Local matrix algebra may use \(A\), \(B\), and \(C\) for operands when the equation explicitly introduces matrices (for example, GEMM \(C=\alpha AB+\beta C\)). This is a local linear-algebra convention, not a global override of \(B\) as batch size.

Performance, Serving, and Memory Notation

Reusable performance and serving quantities follow the same collision-avoidance rule as the iron law. Rates use \(R\) or descriptive Greek symbols; request counts use \(Q_{\text{req}}\) rather than overloading \(N\); queue utilization uses a subscripted \(\rho\) so bare \(\rho\) remains available for other ratio models.

Symbol Definition Unit/Type Notes
\(I\) Arithmetic Intensity FLOP/byte Workload FLOPs per byte moved. The roofline model uses \(I\) as the independent variable.
\(I_{\text{ridge}}\) Roofline Ridge Point FLOP/byte \(I_{\text{ridge}} = R_{\text{peak}}/\text{BW}\). Prefer this explicit form over starred shorthand so the meaning remains clear in prose.
\(R_{\text{attain}}\) Attainable Compute Rate FLOP/s Roofline rate: \(R_{\text{attain}} = \min(R_{\text{peak}}, I \times \text{BW})\). Uses \(R\), not \(T\), because this quantity is a rate.
\(\text{MFU}\) Model FLOPs Utilization Dimensionless Useful model FLOP/s divided by available peak FLOP/s. Text acronym avoids overloading \(\eta\).
\(r_{\text{comp}}\) Compression Ratio Dimensionless Uncompressed size divided by compressed size. A compressed payload has size \(M/r_{\text{comp}}\); the subscript avoids bare \(C\) collisions.
\(Q_{\text{req}}\) Request Concurrency requests Average in-flight requests in a stable serving system. Avoids collision with \(N\) as device count in distributed settings.
\(\lambda_{\text{arr}}\) Arrival Rate requests/s Request arrival rate. The subscript avoids collision with \(\lambda\) as degradation sensitivity or failure rate.
\(T_{\text{lat}}\) Request Time in System seconds End-to-end queueing/serving latency for Little’s Law. Distinct from \(L_{\text{lat}}\), the fixed-latency term in the iron law.
\(T_{\text{svc}}(B)\) Batch Service Time seconds Time to serve a batch of size \(B\).
\(\mu_{\text{eff}}(B)\) Effective Service Rate requests/s Batched service rate, typically \(\mu_{\text{eff}}(B) = B/T_{\text{svc}}(B)\).
\(\rho_{\text{serv}}\) Serving Utilization Dimensionless Queue/server utilization. Use instead of bare \(\rho\), which is reserved for communication-computation ratio in distributed contexts.
\(M_{\text{total}}\) Total Memory Footprint bytes Sum of explicit memory components; avoids bare \(M\) ambiguity.
\(M_{\text{weights}}\) Weight Memory bytes Memory occupied by model parameters.
\(M_{\text{gradients}}\) Gradient Memory bytes Memory occupied by stored gradients.
\(M_{\text{optimizer}}\) Optimizer-State Memory bytes Momentum, variance, master weights, and related optimizer buffers.

Named-object pointing records:
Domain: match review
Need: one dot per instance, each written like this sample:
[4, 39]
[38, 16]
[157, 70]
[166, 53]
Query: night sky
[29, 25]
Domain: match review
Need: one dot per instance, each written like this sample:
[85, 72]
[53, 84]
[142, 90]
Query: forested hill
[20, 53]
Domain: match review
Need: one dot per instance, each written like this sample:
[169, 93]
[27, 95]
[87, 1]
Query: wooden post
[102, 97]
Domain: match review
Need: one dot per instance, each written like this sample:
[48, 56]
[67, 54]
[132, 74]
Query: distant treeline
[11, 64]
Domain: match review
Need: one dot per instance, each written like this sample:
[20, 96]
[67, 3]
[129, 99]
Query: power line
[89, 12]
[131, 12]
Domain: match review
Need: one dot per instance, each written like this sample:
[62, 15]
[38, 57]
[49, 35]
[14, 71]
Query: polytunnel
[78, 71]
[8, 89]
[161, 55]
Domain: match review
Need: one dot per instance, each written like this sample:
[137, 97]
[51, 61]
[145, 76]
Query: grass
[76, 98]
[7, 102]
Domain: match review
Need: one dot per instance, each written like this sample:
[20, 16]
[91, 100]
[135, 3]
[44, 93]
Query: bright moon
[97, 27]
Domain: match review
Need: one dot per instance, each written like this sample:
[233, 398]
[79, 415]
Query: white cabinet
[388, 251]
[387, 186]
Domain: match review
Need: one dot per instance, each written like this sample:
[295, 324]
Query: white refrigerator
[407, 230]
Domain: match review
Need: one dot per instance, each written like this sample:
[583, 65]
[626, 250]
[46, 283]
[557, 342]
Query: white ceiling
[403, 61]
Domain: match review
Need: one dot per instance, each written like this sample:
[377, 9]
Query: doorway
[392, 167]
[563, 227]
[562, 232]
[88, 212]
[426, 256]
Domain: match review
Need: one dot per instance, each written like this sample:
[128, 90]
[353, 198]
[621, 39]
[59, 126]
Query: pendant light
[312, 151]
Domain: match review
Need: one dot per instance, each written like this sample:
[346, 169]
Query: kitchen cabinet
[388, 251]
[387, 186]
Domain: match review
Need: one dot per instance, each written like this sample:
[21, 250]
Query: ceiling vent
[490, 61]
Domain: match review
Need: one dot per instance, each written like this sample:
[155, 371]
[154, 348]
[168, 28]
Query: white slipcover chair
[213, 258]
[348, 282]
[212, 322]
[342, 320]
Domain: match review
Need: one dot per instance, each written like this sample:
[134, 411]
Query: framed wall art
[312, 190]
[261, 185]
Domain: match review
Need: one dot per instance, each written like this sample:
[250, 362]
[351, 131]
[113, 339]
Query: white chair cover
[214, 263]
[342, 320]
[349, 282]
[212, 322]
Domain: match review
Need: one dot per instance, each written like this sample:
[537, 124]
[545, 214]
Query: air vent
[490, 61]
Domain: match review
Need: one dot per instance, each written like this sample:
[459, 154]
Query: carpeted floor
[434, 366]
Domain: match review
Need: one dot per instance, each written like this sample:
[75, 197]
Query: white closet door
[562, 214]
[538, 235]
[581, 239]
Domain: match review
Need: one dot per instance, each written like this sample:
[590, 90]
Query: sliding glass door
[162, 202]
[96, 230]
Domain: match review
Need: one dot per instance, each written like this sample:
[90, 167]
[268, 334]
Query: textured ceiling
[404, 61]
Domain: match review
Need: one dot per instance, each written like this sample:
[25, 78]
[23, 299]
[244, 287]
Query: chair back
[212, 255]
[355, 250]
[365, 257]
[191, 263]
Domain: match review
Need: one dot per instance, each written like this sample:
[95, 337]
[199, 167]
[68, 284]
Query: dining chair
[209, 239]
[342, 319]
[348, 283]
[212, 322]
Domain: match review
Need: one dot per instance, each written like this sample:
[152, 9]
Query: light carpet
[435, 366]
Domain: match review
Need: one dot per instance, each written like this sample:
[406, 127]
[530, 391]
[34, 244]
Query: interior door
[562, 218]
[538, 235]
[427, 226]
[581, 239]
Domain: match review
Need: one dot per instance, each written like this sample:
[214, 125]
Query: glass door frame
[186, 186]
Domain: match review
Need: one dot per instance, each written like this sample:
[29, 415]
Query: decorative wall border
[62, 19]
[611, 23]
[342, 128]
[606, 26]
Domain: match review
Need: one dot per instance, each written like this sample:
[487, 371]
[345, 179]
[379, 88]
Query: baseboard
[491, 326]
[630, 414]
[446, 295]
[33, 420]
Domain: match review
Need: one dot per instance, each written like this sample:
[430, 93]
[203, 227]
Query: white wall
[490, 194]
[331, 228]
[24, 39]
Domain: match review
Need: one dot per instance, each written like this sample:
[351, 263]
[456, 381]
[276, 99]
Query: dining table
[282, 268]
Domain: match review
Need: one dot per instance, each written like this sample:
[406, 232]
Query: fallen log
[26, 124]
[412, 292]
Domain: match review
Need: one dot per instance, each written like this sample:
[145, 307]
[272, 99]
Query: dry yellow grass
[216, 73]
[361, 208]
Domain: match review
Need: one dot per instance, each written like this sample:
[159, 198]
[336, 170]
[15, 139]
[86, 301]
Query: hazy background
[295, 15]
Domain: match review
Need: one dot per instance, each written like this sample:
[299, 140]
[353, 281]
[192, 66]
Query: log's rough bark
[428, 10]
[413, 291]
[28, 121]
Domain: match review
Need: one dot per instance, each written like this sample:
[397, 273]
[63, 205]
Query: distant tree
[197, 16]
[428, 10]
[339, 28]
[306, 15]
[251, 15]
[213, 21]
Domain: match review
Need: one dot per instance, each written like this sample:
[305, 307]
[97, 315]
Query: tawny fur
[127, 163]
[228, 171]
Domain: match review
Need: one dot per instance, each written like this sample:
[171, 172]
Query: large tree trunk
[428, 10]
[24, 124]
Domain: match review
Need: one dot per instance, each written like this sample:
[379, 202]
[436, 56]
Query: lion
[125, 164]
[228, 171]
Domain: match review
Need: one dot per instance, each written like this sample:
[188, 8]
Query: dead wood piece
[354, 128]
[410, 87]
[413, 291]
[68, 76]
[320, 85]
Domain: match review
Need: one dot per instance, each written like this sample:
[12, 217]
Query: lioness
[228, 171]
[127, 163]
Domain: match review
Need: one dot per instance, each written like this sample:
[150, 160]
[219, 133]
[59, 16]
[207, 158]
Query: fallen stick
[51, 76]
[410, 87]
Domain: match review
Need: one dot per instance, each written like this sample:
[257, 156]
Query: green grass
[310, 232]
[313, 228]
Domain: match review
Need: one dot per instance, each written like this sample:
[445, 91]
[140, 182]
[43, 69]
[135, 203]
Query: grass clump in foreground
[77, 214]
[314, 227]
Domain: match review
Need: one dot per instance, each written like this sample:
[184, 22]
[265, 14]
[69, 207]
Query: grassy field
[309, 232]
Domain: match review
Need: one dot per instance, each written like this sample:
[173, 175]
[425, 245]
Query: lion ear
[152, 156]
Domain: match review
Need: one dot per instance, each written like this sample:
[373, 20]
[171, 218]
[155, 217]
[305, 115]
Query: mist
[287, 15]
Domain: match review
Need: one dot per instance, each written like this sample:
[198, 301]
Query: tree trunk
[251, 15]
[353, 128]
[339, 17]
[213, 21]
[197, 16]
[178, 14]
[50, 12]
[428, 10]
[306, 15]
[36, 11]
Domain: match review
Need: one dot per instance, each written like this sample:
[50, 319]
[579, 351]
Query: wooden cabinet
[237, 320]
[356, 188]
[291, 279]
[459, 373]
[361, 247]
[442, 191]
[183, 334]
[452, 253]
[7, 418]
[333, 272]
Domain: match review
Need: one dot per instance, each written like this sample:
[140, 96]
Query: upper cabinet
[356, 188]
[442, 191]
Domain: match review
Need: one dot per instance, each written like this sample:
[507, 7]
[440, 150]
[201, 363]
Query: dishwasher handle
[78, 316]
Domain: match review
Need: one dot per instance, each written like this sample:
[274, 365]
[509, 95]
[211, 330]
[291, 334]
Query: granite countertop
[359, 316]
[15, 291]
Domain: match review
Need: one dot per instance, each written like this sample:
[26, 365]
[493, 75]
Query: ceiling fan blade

__Requirements__:
**1.** Return, word for word, the part of the notation passage that opens with the words containing "Performance, Serving, and" and closes with "other ratio models.".
**2.** Supply the next part of the notation passage, starting right after its last line.
The records are separate material and stand apart from the notation passage.

__Exercise results__:
**1.**
Performance, Serving, and Memory Notation

Reusable performance and serving quantities follow the same collision-avoidance rule as the iron law. Rates use \(R\) or descriptive Greek symbols; request counts use \(Q_{\text{req}}\) rather than overloading \(N\); queue utilization uses a subscripted \(\rho\) so bare \(\rho\) remains available for other ratio models.

**2.**
\(M_{\text{activations}}\) Activation Memory bytes Retained activations for the backward pass or serving intermediates.
\(s_{\text{elem}}\) Element Storage Size bytes/element Bytes per stored tensor element.

Units and Precision

  • Physical units: This book uses SI (metric) units throughout, including meters, kilograms, seconds, watts, and °C, consistent with standard engineering and scientific practice. Where source data was originally reported in imperial units, we convert to SI and note the original values parenthetically. A space always separates the number from the unit (for example, 100 ms, 2 TB/s).
  • Data and memory: We use decimal SI prefixes only: KB = \(10^3\) bytes, MB = \(10^6\), GB = \(10^9\), TB = \(10^{12}\). We do not use binary-prefixed units in prose; all capacities, throughputs, and model sizes are reported in decimal units (for example, 80 GB, 2 TB/s, 102 MB).
  • Compute: We distinguish operation counts from rates. Total work uses FLOPs (for example, GFLOPs, TFLOPs), while throughput uses FLOP/s with decimal prefixes (for example, GFLOP/s, TFLOP/s).
    • 1 TFLOP = \(10^{12}\) FLOPs
    • 1 TFLOP/s = \(10^{12}\) FLOPs per second
    • Arithmetic intensity conventionally uses FLOP/byte as a unit ratio (floating-point operations per byte moved). This is a ratio unit, not a total-work symbol or throughput symbol.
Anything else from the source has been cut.